• Your goal
Copy out the lines between the one holding "Mark the eyeglasses" and the one holding "pixel 19 186", inclusive, with "eyeglasses" changed to "spectacles" and everything else kept the same.

• Dataset content

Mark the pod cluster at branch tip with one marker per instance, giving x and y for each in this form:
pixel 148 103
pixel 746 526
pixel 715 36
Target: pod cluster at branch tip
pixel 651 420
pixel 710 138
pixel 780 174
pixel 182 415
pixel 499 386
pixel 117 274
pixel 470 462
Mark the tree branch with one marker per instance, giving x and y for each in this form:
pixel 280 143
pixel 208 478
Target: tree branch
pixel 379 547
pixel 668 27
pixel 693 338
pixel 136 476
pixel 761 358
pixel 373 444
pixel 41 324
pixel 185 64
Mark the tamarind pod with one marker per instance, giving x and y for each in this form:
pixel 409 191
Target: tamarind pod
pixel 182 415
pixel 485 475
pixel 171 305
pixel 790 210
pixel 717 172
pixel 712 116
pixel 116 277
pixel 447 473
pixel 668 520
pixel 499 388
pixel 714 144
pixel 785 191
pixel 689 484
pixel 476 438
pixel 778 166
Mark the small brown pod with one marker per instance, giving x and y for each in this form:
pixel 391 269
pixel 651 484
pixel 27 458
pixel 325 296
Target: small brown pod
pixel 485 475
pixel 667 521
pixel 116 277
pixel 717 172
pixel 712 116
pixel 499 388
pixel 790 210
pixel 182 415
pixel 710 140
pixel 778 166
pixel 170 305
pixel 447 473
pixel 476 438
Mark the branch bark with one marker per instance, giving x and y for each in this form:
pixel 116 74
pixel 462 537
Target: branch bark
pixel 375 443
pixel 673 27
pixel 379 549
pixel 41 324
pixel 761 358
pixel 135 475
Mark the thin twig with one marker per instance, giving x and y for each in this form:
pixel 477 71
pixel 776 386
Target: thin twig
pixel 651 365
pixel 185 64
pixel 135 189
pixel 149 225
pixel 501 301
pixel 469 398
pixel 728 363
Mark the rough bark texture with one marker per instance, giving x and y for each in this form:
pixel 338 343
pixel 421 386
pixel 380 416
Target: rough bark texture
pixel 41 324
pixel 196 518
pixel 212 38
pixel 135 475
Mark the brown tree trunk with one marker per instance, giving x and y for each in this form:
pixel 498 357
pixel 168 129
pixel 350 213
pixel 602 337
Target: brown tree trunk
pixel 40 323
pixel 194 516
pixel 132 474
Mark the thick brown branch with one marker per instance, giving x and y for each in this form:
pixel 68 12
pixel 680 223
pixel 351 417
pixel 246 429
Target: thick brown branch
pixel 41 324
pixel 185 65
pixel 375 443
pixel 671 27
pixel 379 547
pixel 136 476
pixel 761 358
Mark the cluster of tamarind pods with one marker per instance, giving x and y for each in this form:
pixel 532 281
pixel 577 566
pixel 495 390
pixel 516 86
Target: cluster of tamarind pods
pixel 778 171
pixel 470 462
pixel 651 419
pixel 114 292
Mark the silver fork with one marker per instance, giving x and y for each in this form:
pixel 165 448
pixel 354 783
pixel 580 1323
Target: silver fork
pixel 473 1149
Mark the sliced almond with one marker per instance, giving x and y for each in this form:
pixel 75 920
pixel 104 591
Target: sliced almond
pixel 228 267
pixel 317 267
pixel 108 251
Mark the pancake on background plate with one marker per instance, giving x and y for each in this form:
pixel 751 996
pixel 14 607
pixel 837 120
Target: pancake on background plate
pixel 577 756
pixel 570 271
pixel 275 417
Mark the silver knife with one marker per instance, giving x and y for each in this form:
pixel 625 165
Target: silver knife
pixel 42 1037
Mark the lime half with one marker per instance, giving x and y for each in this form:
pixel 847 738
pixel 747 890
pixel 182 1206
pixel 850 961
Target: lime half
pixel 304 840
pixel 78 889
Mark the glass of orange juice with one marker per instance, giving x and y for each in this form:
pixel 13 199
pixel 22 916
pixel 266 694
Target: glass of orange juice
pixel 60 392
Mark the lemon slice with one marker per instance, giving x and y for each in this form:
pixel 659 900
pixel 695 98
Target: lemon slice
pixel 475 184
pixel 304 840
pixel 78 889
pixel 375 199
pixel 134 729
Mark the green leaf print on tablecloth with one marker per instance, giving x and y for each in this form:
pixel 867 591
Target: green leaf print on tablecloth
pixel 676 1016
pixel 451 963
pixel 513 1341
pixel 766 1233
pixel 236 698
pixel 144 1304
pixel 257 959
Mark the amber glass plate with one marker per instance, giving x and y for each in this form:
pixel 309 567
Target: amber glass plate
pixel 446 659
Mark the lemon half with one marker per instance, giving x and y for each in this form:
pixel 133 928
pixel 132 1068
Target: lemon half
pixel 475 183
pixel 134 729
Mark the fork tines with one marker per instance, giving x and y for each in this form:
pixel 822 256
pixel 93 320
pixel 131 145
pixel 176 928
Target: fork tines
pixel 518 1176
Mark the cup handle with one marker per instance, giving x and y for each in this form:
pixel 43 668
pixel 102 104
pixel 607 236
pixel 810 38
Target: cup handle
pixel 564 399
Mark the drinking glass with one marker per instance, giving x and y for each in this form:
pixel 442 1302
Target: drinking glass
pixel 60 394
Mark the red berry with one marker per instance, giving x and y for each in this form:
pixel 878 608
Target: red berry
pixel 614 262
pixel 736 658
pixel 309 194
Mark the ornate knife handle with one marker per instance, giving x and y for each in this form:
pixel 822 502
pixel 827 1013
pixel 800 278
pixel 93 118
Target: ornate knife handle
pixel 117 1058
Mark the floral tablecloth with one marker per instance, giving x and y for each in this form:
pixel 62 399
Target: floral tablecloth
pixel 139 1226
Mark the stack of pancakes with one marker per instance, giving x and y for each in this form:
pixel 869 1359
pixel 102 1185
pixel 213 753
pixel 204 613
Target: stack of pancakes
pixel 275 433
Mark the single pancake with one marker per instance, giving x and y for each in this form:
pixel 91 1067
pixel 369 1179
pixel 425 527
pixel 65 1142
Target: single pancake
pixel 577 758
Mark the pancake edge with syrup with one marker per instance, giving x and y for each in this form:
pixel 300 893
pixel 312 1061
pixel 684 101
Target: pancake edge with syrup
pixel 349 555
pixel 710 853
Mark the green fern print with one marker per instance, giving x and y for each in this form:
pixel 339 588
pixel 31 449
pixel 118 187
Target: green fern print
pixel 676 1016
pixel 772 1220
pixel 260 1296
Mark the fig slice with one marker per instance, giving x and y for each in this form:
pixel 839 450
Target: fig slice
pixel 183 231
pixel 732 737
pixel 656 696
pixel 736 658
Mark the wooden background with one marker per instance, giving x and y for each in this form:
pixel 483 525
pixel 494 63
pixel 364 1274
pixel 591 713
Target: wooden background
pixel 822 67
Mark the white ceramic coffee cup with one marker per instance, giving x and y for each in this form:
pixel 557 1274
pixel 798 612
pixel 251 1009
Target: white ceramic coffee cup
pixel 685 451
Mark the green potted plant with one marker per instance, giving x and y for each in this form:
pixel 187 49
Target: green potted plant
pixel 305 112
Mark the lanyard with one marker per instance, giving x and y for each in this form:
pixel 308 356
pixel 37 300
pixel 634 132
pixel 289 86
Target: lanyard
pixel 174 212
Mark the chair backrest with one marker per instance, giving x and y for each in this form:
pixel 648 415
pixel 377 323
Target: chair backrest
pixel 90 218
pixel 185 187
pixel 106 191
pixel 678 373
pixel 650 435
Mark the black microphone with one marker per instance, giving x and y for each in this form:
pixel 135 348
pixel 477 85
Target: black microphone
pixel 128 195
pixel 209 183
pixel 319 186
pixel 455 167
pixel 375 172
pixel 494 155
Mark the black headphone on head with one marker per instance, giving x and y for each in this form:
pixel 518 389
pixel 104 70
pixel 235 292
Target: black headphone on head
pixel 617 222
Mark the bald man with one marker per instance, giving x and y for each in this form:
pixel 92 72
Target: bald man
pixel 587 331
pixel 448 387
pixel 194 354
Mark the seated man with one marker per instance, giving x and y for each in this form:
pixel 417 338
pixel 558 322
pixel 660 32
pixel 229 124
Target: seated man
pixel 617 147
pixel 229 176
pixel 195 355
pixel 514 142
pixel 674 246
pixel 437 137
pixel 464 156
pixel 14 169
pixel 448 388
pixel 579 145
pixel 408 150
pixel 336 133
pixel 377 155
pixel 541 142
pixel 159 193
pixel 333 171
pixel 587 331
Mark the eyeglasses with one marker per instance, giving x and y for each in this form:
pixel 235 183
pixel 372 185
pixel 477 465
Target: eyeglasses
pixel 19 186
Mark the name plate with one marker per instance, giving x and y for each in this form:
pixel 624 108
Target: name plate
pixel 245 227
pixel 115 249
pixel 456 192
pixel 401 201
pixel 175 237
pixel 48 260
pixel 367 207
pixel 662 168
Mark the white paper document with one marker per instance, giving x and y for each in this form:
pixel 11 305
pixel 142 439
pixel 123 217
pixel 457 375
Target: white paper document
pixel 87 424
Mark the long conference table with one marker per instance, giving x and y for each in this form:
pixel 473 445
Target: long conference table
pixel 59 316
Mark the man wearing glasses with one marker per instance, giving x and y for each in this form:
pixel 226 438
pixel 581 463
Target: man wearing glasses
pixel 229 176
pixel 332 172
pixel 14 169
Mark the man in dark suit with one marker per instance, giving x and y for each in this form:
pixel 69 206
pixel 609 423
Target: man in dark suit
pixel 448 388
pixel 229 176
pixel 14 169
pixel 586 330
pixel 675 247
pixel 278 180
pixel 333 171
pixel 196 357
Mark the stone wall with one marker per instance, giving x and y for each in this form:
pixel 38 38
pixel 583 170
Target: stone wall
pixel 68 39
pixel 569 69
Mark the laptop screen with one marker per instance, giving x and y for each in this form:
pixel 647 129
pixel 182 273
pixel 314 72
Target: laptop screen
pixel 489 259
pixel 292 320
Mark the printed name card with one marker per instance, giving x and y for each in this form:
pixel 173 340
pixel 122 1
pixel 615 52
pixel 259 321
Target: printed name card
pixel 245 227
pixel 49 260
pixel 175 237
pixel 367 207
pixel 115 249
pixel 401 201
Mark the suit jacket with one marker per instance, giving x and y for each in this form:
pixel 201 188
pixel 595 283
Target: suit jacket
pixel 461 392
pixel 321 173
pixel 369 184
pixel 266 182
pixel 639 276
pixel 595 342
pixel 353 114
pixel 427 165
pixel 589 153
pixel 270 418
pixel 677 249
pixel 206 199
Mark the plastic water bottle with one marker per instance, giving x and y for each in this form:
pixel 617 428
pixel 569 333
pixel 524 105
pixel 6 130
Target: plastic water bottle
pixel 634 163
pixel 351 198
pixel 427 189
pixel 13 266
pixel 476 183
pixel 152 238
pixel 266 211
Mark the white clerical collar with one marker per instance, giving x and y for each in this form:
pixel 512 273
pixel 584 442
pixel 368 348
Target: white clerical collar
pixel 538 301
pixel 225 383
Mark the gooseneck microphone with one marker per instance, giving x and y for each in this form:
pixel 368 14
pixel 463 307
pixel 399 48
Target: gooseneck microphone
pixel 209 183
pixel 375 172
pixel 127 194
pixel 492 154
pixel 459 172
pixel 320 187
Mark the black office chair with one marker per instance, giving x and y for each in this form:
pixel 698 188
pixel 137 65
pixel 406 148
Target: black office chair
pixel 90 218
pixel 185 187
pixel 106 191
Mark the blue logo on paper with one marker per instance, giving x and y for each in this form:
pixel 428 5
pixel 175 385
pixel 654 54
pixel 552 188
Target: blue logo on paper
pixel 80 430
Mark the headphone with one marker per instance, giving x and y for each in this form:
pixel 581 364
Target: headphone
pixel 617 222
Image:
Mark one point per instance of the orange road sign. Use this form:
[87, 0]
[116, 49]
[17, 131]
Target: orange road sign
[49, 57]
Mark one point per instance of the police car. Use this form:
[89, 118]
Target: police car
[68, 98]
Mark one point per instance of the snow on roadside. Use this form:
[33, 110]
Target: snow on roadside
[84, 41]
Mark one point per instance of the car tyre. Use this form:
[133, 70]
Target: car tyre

• Response to the exercise
Mark the spectacles with one marker per instance, giving x and y for each in this form:
pixel 235 183
pixel 372 185
pixel 477 465
Target: spectacles
pixel 19 186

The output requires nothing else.